• Objective
Reproduce the lines of the listing below verbatim, starting at the line that contains "Could you help me find the blue" and continuing through the end of the listing, with both ends included. Omit the pictures from your answer.

• Provided data

** START **

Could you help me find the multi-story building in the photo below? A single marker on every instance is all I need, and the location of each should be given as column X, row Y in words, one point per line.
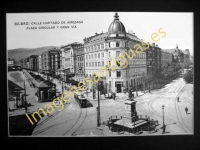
column 166, row 59
column 39, row 63
column 54, row 59
column 21, row 61
column 11, row 61
column 79, row 64
column 45, row 61
column 153, row 58
column 103, row 49
column 72, row 59
column 179, row 56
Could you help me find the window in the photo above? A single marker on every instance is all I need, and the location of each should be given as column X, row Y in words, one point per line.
column 117, row 53
column 95, row 47
column 118, row 63
column 109, row 83
column 118, row 74
column 102, row 55
column 102, row 46
column 117, row 44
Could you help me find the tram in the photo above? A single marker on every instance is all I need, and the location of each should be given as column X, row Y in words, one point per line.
column 82, row 101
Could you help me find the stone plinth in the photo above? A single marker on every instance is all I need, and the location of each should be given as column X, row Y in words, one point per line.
column 130, row 114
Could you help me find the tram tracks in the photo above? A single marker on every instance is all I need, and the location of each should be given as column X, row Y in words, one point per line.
column 153, row 111
column 79, row 122
column 49, row 118
column 179, row 116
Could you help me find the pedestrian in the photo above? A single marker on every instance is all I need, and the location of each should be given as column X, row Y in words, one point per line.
column 186, row 110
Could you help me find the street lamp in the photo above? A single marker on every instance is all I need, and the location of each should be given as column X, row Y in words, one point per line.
column 100, row 88
column 143, row 79
column 163, row 120
column 25, row 93
column 93, row 86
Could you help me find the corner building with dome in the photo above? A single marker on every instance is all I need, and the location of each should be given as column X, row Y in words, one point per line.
column 103, row 49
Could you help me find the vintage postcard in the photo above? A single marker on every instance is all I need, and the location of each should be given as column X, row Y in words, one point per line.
column 100, row 74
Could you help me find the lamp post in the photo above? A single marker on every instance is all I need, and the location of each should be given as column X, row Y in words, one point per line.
column 25, row 93
column 62, row 84
column 163, row 120
column 143, row 79
column 93, row 87
column 99, row 86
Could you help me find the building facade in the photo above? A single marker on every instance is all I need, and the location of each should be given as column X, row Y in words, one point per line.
column 72, row 60
column 166, row 58
column 54, row 60
column 39, row 64
column 33, row 62
column 103, row 49
column 45, row 61
column 11, row 61
column 180, row 57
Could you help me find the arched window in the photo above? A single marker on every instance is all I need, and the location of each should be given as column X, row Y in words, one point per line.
column 117, row 44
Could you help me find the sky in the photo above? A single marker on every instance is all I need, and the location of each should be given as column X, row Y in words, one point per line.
column 177, row 26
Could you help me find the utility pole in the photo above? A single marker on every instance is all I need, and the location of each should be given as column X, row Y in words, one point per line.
column 25, row 92
column 163, row 120
column 98, row 108
column 62, row 84
column 93, row 87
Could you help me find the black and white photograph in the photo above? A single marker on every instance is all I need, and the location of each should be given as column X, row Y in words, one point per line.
column 100, row 74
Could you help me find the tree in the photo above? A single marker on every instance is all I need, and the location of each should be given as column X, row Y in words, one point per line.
column 188, row 77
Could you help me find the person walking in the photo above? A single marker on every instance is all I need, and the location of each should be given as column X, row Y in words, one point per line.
column 186, row 110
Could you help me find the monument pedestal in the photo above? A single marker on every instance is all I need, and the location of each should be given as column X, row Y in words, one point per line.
column 130, row 114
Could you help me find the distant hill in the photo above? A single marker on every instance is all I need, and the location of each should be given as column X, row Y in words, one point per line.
column 22, row 53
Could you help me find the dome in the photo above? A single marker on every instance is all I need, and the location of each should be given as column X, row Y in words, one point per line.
column 116, row 27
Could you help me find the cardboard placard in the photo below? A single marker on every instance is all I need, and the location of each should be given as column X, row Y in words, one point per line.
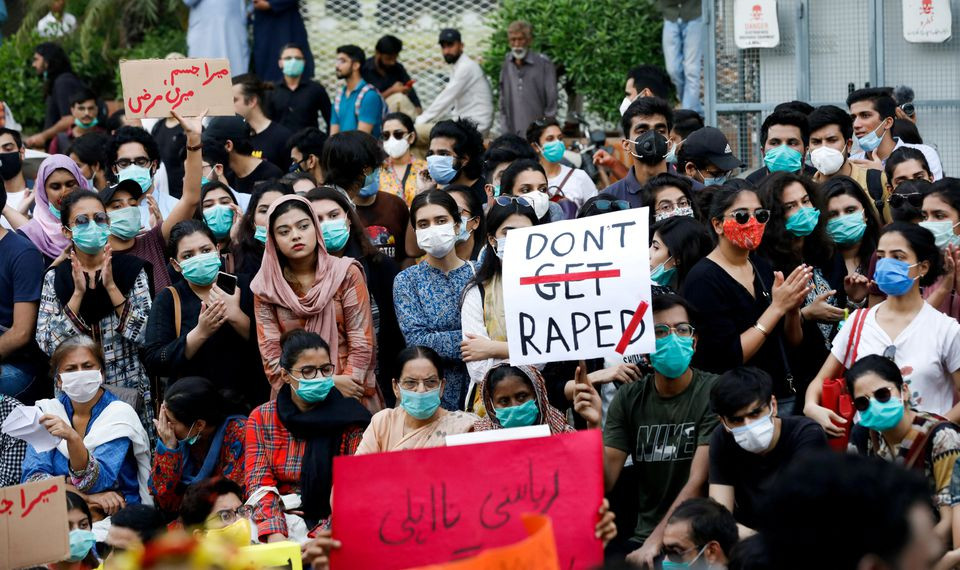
column 579, row 289
column 426, row 513
column 154, row 87
column 538, row 552
column 33, row 524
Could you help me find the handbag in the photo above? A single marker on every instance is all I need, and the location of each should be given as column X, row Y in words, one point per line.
column 835, row 396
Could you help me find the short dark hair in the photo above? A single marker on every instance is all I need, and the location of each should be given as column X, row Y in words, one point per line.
column 881, row 98
column 355, row 53
column 830, row 115
column 790, row 118
column 738, row 388
column 645, row 107
column 709, row 521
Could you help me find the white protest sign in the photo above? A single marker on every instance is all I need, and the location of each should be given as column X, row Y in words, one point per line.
column 927, row 21
column 579, row 289
column 755, row 24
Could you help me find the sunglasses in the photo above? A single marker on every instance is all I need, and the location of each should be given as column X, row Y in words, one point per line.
column 881, row 395
column 915, row 199
column 762, row 215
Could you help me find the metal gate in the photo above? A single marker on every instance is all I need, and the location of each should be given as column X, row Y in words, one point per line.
column 825, row 49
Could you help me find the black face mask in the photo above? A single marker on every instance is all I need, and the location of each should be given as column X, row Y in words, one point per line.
column 10, row 164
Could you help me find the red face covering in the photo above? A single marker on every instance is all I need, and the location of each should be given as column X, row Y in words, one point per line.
column 747, row 236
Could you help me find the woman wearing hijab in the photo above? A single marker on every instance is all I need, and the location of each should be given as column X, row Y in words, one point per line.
column 57, row 177
column 300, row 285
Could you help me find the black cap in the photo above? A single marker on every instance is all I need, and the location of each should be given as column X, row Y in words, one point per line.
column 450, row 36
column 131, row 186
column 222, row 129
column 710, row 143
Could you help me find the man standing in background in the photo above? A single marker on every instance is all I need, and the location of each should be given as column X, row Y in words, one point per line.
column 528, row 83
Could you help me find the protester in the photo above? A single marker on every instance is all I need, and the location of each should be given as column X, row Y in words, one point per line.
column 528, row 82
column 200, row 434
column 291, row 441
column 110, row 462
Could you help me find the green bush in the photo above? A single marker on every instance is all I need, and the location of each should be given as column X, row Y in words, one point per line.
column 592, row 43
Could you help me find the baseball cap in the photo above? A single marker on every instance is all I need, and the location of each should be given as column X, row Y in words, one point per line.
column 129, row 185
column 449, row 36
column 711, row 144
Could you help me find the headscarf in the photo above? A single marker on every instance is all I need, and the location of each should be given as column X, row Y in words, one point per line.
column 43, row 229
column 548, row 414
column 316, row 306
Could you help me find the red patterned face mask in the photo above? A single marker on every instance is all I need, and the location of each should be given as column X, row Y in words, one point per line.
column 747, row 236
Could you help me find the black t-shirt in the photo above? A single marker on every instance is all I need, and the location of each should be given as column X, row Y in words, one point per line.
column 752, row 476
column 271, row 144
column 171, row 141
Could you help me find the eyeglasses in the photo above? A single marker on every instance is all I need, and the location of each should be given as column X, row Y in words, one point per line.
column 310, row 372
column 140, row 161
column 411, row 384
column 682, row 330
column 915, row 199
column 398, row 134
column 762, row 215
column 881, row 395
column 228, row 516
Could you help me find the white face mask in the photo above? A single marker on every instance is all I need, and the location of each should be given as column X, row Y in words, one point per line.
column 756, row 436
column 81, row 386
column 437, row 241
column 827, row 160
column 396, row 147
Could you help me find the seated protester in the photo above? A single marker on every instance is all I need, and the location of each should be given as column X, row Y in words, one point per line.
column 921, row 340
column 418, row 421
column 269, row 138
column 699, row 529
column 200, row 434
column 351, row 163
column 291, row 441
column 105, row 452
column 427, row 295
column 754, row 446
column 93, row 293
column 249, row 236
column 748, row 315
column 670, row 407
column 941, row 215
column 706, row 158
column 57, row 176
column 194, row 323
column 21, row 277
column 853, row 225
column 873, row 110
column 574, row 184
column 234, row 136
column 345, row 236
column 668, row 195
column 648, row 153
column 909, row 437
column 470, row 240
column 676, row 245
column 831, row 141
column 300, row 285
column 482, row 317
column 784, row 136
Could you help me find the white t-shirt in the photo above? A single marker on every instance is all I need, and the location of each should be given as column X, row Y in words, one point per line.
column 928, row 352
column 578, row 187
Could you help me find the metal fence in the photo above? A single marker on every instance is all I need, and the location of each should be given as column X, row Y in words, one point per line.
column 825, row 48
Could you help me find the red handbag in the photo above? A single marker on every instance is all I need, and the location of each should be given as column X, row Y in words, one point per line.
column 835, row 396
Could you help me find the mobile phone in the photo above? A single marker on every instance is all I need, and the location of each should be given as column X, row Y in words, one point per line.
column 227, row 283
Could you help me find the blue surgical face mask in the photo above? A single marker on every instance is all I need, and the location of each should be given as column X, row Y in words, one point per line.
column 441, row 168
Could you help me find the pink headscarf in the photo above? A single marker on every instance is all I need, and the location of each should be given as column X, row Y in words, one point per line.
column 315, row 306
column 44, row 230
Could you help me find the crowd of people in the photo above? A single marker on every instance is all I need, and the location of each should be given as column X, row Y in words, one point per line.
column 207, row 311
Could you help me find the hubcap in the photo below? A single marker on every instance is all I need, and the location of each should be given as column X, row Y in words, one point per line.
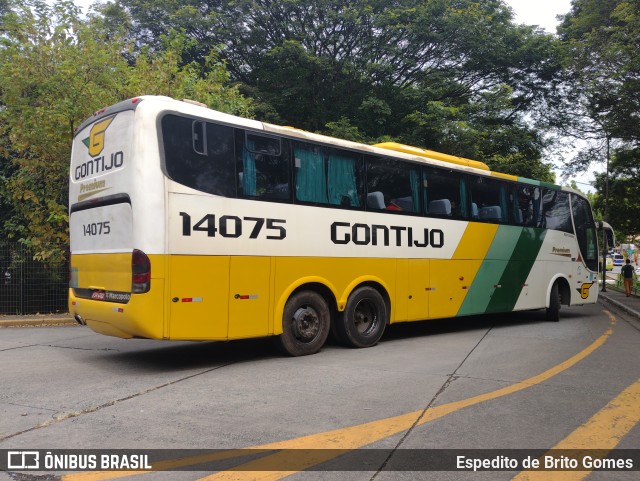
column 365, row 317
column 306, row 324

** END **

• Finished task
Could you help me find the blue surgical face mask in the photo above? A single marker on every instance is all I need, and the location of each should be given as column X, row Y in words, one point per line.
column 441, row 168
Could you help me find the pink headscarf in the photo above? A single marker on every instance is all I need, and the location of each should be given as column X, row Y in words, one point per line.
column 315, row 306
column 44, row 230
Could you help me find the crowd of people in the photo above? A single marker on every instance is all I need, and the location of each should be given as column X, row Y in words, one point per line.
column 207, row 311
Could you help me find the hubcap in the photo below? A single marker on every instance is all I need, and the location of each should be given as column X, row Y in words, one point per line.
column 365, row 317
column 306, row 324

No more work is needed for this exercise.